### [Work required]
Copy exactly, and only, the lines from the line containing "Can you see the tactical vest" through the last line of the records below, both included.

--- start ---

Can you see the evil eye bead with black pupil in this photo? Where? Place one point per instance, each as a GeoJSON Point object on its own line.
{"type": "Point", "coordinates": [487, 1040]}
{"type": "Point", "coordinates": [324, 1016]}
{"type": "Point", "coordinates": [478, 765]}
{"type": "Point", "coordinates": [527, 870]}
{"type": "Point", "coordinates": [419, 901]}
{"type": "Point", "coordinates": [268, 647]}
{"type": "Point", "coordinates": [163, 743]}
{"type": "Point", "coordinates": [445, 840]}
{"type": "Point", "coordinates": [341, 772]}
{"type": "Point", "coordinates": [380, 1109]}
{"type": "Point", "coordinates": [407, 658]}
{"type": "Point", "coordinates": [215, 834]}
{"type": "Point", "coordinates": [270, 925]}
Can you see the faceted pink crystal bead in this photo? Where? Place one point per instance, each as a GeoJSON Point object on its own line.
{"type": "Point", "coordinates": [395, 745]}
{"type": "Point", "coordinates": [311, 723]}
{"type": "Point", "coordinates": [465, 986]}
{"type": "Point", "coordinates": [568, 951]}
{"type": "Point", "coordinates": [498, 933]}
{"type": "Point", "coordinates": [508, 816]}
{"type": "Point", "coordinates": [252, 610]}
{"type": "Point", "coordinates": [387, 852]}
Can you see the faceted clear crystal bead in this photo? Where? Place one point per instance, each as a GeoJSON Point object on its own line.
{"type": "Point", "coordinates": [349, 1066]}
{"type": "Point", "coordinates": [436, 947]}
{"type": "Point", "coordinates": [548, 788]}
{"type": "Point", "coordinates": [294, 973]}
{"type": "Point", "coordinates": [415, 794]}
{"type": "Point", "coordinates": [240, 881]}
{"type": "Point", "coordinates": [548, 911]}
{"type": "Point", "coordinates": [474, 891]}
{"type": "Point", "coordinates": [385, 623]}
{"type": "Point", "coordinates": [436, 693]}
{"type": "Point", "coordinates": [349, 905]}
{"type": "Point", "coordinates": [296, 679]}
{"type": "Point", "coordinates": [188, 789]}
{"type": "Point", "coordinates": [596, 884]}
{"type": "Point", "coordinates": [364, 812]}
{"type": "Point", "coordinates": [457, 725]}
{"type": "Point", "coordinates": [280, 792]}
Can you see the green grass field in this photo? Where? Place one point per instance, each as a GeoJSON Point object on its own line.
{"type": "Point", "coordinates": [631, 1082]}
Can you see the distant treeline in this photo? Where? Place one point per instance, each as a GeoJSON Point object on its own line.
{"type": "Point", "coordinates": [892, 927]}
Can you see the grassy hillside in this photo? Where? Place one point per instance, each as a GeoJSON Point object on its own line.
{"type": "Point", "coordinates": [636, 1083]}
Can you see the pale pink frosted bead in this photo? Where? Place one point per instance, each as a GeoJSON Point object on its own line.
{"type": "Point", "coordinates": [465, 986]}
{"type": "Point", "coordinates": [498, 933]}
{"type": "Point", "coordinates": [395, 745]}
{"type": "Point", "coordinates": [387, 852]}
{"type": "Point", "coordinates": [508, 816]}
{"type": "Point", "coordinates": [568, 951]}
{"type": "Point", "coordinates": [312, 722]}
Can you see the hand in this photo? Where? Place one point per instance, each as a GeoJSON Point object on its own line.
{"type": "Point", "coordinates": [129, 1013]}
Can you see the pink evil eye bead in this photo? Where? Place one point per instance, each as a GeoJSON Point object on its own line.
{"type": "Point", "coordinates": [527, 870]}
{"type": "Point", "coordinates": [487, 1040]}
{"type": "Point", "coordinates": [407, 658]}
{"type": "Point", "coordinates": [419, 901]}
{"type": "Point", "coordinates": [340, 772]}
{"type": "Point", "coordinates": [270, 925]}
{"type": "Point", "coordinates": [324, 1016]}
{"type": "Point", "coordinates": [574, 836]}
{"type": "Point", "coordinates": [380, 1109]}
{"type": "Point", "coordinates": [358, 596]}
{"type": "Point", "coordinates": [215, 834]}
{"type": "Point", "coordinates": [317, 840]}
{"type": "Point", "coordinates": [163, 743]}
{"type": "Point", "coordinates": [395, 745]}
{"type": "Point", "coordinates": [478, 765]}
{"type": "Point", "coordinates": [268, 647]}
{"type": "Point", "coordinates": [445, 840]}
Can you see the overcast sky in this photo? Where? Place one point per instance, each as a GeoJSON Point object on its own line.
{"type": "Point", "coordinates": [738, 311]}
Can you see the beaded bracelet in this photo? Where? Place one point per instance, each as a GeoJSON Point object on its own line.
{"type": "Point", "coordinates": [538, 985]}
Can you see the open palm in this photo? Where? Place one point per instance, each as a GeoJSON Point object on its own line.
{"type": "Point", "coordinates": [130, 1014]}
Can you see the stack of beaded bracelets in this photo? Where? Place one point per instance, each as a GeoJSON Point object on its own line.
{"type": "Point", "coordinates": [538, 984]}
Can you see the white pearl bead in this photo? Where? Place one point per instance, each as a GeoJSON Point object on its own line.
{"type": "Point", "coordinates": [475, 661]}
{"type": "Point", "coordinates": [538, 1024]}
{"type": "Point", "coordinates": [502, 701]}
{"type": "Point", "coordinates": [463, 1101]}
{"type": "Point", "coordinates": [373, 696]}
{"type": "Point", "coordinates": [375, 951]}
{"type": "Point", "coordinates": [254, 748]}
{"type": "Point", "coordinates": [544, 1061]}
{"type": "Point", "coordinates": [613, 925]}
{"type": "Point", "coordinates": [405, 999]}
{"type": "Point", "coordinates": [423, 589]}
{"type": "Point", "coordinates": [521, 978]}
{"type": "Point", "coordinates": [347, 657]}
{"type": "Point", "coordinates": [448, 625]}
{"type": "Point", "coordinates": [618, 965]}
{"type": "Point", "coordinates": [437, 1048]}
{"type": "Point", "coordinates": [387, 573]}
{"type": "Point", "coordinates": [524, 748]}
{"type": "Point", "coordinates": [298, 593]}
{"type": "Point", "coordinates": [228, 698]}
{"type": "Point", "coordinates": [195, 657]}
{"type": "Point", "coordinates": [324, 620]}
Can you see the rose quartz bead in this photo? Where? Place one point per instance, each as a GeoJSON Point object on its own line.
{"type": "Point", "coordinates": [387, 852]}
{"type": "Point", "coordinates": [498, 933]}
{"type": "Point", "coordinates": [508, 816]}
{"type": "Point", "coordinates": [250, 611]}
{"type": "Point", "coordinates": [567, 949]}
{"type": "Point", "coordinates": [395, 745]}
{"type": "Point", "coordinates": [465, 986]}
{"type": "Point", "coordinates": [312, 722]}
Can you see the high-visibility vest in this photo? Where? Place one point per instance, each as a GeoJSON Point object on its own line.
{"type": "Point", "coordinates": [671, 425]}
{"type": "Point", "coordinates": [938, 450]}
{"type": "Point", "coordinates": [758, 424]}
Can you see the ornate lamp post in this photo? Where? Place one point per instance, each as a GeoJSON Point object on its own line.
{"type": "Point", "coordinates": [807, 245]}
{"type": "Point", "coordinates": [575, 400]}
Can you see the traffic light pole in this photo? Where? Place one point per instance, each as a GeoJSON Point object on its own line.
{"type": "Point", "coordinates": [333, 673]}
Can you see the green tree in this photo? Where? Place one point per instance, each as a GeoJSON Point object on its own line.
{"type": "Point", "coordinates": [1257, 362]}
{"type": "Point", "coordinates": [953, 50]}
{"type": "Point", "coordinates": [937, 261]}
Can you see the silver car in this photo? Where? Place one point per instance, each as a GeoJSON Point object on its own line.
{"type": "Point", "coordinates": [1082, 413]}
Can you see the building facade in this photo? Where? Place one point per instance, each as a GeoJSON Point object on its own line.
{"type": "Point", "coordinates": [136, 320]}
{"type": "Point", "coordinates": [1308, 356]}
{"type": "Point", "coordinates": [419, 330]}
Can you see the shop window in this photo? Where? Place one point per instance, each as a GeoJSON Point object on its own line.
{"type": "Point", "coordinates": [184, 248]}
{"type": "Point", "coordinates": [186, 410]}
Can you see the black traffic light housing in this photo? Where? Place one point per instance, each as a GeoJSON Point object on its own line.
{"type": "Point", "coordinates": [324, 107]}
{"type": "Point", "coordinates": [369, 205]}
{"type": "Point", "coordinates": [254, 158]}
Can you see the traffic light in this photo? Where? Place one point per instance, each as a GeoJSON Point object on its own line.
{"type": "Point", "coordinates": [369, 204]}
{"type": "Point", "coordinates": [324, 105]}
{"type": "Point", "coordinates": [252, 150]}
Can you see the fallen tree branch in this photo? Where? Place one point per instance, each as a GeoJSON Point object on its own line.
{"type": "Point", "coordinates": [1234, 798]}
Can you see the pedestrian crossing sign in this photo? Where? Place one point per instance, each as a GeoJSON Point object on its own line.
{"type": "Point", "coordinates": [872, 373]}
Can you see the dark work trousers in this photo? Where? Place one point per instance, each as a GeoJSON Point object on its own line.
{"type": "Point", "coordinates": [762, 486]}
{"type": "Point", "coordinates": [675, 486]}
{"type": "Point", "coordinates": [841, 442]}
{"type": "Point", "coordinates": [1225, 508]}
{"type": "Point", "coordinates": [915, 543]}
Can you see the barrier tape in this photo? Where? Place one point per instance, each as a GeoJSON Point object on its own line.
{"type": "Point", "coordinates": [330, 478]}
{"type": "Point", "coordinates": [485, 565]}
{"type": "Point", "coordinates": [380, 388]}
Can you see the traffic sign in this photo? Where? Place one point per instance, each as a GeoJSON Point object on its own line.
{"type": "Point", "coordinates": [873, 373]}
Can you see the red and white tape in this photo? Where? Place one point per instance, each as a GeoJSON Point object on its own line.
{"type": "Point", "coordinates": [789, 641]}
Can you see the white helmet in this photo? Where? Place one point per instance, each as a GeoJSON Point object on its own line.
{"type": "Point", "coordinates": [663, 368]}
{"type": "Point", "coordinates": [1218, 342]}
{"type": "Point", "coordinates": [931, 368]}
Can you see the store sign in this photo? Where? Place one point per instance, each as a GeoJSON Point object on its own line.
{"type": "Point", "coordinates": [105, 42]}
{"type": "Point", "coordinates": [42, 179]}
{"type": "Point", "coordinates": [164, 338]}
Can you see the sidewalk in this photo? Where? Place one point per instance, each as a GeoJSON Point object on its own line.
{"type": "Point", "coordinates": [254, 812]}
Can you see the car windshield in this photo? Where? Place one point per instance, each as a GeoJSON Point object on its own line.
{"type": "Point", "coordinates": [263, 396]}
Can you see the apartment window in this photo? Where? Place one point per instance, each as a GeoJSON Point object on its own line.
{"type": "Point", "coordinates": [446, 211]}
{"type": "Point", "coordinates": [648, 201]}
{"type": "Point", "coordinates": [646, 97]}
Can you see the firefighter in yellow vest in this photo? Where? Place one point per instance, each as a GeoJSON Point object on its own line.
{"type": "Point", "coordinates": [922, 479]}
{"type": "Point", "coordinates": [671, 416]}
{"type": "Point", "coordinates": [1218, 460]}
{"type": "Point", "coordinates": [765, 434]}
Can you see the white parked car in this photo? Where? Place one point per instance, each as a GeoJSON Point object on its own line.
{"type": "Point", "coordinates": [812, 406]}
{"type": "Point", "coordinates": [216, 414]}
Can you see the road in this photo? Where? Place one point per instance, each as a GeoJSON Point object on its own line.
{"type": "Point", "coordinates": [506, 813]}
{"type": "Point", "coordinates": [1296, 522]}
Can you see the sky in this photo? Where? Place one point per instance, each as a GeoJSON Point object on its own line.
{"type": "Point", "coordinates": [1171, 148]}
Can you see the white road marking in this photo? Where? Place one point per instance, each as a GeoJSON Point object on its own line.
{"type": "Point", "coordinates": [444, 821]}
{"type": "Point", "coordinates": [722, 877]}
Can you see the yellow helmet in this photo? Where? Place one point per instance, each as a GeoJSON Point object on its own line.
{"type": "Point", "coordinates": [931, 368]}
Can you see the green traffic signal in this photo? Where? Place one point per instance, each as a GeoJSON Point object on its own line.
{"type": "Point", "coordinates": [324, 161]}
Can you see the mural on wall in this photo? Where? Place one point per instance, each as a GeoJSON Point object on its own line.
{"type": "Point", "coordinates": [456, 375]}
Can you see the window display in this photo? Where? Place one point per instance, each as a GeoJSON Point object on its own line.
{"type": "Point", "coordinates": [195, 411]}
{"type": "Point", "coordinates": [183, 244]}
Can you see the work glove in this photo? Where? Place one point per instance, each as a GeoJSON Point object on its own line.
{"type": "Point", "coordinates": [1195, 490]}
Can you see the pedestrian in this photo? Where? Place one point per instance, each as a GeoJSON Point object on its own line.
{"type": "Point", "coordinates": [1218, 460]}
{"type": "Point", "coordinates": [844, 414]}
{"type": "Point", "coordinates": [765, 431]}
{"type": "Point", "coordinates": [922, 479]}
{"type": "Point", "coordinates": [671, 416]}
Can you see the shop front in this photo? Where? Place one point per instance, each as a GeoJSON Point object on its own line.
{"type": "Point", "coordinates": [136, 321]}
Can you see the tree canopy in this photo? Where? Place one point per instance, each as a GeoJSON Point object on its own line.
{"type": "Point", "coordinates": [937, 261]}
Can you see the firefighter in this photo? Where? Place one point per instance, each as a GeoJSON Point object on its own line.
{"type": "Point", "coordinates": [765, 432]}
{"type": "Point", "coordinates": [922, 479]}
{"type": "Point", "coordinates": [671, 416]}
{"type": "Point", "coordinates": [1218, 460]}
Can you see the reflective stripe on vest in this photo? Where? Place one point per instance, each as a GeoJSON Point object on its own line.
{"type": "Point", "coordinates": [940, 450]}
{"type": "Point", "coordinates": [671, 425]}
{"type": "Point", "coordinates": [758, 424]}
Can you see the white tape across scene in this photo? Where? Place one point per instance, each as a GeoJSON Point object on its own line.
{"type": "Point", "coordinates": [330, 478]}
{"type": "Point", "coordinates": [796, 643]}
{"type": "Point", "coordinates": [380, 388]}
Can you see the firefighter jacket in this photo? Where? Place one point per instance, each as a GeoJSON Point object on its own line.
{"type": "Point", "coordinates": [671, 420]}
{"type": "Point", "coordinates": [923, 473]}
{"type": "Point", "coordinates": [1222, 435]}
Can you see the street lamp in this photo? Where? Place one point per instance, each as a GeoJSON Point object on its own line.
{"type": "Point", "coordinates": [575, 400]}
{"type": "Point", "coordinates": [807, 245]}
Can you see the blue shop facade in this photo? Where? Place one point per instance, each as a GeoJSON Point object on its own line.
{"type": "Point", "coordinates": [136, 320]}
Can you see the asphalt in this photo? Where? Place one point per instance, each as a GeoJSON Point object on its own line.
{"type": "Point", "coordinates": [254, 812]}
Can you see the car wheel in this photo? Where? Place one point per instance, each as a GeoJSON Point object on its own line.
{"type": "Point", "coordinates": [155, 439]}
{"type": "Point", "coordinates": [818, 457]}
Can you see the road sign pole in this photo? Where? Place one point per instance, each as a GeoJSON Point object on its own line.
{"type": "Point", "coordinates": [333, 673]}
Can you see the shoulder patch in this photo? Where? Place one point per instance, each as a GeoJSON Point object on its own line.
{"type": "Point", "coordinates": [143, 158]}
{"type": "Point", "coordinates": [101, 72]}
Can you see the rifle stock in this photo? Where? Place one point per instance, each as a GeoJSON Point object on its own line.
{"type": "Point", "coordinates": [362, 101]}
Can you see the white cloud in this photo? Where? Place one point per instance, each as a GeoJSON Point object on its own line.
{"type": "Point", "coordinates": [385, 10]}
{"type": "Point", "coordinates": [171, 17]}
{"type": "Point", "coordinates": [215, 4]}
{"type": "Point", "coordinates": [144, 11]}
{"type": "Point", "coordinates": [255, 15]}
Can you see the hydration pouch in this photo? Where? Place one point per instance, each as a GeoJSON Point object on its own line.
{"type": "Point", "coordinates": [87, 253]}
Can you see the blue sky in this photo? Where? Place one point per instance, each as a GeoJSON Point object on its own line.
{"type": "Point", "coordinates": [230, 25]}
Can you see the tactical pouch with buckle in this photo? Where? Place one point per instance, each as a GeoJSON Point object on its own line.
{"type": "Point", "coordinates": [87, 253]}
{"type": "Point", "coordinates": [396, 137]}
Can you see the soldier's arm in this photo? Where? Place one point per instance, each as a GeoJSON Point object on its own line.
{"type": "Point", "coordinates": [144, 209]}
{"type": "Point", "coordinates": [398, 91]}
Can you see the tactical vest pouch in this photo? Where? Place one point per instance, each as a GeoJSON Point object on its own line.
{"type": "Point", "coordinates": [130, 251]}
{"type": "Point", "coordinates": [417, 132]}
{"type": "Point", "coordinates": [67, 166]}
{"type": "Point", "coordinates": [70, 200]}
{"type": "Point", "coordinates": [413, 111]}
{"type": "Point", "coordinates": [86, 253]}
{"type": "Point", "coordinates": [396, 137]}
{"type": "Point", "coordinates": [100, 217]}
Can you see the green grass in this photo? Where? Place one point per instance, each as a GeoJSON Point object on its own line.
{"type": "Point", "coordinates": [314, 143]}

--- end ---

### [Result of the exercise]
Can you see the tactical vest pouch in this photo? Where? Place one point per instance, each as a GeoJSON Point object on its own line.
{"type": "Point", "coordinates": [130, 251]}
{"type": "Point", "coordinates": [417, 132]}
{"type": "Point", "coordinates": [67, 166]}
{"type": "Point", "coordinates": [70, 200]}
{"type": "Point", "coordinates": [413, 111]}
{"type": "Point", "coordinates": [86, 253]}
{"type": "Point", "coordinates": [396, 137]}
{"type": "Point", "coordinates": [100, 217]}
Can you see the green grass in this photo? Where? Place one point per instance, each as a GeoJSON Point object on its own line.
{"type": "Point", "coordinates": [314, 143]}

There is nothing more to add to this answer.